Deine Aufgabe »
Schreib den folgenden Textabschnitt über Manfred Nowaks Buch zur Folter vollständig und ohne jede Änderung ab.

Textabschnitt »

-*-*-

Amnesty Journal 25. September 2012

Quälen mit System

Schriftzug "Stop Folter", Folter dabei durchgestrichen

Wo? Wer? Wie? Was dagegen tun? Mit "Folter" legt Manfred Nowak, der ehemalige UNO-Sonderbericht­erstatter über Folter, einen hellsichtigen Überblick seiner sechsjährigen Arbeit vor.

Von Maik Söhler

Die überwältigende Mehrheit der Folteropfer sind einfache und überwiegend arme Menschen" – Manfred Nowaks Resümee über seine Tätigkeit als UNO-Sonderberichterstatter über Folter fällt nüchtern aus. Mit "Folter. Die Alltäglichkeit des Unfassbaren" hat Nowak, der eine Professur für internationales Recht und Menschenrechte an der Universität Wien innehat, nun ein Buch vorgelegt, das weit mehr ist als ein Bericht über sechs Jahre Arbeit für die UNO. "Auch wenn die Folter für alle Staaten dieser Welt absolut verboten ist, so habe ich dennoch in 17 von 18 Staaten, also in mehr als 90 Prozent aller Staaten, Folter feststellen können", heißt es zusammenfassend. 18 Staaten hat Nowak in offizieller Mission zwischen 2004 und 2010 besucht, und allein Dänemark (inklusive Grönland) zeichnet sich durch "die völlige Abwesenheit von Folter" sowie die mit Abstand besten Haftbedingungen für Strafgefangene aus. Im stärksten Kontrast zum Vorbild Dänemark stehen Nepal und Äquatorialguinea, denen der Autor eine "systematische Praxis der Folter" bescheinigt.

Folter besteht aus der Perspektive Nowaks nicht allein aus dem physischen (Schläge, Misshandlungen mit Hitze, Strom, Werkzeugen, etc., sexuelle Gewalt, Andeuten des Erstickens) oder psychischen (Schlafentzug, grelles Licht, Lärm, Ausnutzung von Phobien, Isolationshaft, etc.) Quälen eines Gefangenen. Sie tritt schon dort auf, wo das Opfer dauerhaft entmenschlicht, in Ohnmacht und Hilflosigkeit gehalten wird. Der Übergang von struktureller Gewalt zur Folter in Gefängnissen ist fließend, auch das zeigt Nowaks Buch.

-*-*-

Angezeigte Daten »
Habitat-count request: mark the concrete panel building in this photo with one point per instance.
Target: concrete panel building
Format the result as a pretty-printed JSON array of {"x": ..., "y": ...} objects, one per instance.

-*-*-

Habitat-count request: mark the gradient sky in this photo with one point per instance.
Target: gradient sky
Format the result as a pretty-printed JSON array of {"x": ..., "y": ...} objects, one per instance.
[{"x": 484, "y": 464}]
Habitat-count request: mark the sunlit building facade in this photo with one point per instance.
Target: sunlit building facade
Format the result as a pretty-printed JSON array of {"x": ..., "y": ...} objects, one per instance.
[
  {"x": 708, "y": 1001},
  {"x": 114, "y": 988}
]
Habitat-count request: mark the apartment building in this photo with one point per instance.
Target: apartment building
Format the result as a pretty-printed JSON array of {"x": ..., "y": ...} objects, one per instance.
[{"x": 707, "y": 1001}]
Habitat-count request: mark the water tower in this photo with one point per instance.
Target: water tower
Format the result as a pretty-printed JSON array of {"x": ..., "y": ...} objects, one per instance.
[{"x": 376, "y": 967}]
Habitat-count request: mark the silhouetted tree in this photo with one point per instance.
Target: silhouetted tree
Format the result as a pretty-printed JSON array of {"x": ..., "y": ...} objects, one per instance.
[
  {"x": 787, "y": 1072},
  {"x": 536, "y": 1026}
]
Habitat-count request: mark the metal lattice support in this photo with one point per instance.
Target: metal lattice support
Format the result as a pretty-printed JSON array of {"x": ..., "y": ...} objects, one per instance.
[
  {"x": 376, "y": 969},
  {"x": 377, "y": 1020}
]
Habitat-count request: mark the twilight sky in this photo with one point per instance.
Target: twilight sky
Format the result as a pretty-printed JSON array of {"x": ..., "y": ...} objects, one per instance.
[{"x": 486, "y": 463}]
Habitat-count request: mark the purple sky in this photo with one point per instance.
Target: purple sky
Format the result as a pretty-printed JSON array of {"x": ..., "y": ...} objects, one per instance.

-*-*-

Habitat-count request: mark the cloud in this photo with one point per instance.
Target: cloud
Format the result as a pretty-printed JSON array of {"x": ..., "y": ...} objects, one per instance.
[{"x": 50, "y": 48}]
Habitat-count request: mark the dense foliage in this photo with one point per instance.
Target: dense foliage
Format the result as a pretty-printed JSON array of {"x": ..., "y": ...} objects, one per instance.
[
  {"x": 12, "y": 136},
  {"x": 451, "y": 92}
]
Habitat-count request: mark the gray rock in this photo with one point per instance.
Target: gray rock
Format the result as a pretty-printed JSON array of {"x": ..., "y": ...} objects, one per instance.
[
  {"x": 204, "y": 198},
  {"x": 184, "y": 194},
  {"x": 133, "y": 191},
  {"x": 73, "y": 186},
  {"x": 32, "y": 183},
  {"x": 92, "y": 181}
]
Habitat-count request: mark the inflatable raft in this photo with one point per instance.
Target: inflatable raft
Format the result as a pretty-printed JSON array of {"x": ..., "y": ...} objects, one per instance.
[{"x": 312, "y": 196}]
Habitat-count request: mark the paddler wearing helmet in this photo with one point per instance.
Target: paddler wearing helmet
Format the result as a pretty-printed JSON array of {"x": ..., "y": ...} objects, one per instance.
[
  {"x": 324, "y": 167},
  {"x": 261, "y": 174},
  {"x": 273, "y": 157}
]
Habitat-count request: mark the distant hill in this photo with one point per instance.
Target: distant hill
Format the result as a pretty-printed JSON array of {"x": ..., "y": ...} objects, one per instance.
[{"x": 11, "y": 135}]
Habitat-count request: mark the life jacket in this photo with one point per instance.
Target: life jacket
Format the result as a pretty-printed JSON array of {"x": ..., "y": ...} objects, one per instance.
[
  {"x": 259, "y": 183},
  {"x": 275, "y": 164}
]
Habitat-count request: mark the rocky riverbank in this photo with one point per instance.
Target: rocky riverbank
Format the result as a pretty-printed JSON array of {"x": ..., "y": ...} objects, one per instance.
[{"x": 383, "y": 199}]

-*-*-

Deine Antwort »
Amnesty Journal 25. September 2012

Quälen mit System

Schriftzug "Stop Folter", Folter dabei durchgestrichen

Wo? Wer? Wie? Was dagegen tun? Mit "Folter" legt Manfred Nowak, der ehemalige UNO-Sonderbericht­erstatter über Folter, einen hellsichtigen Überblick seiner sechsjährigen Arbeit vor.

Von Maik Söhler

Die überwältigende Mehrheit der Folteropfer sind einfache und überwiegend arme Menschen" – Manfred Nowaks Resümee über seine Tätigkeit als UNO-Sonderberichterstatter über Folter fällt nüchtern aus. Mit "Folter. Die Alltäglichkeit des Unfassbaren" hat Nowak, der eine Professur für internationales Recht und Menschenrechte an der Universität Wien innehat, nun ein Buch vorgelegt, das weit mehr ist als ein Bericht über sechs Jahre Arbeit für die UNO. "Auch wenn die Folter für alle Staaten dieser Welt absolut verboten ist, so habe ich dennoch in 17 von 18 Staaten, also in mehr als 90 Prozent aller Staaten, Folter feststellen können", heißt es zusammenfassend. 18 Staaten hat Nowak in offizieller Mission zwischen 2004 und 2010 besucht, und allein Dänemark (inklusive Grönland) zeichnet sich durch "die völlige Abwesenheit von Folter" sowie die mit Abstand besten Haftbedingungen für Strafgefangene aus. Im stärksten Kontrast zum Vorbild Dänemark stehen Nepal und Äquatorialguinea, denen der Autor eine "systematische Praxis der Folter" bescheinigt.

Folter besteht aus der Perspektive Nowaks nicht allein aus dem physischen (Schläge, Misshandlungen mit Hitze, Strom, Werkzeugen, etc., sexuelle Gewalt, Andeuten des Erstickens) oder psychischen (Schlafentzug, grelles Licht, Lärm, Ausnutzung von Phobien, Isolationshaft, etc.) Quälen eines Gefangenen. Sie tritt schon dort auf, wo das Opfer dauerhaft entmenschlicht, in Ohnmacht und Hilflosigkeit gehalten wird. Der Übergang von struktureller Gewalt zur Folter in Gefängnissen ist fließend, auch das zeigt Nowaks Buch.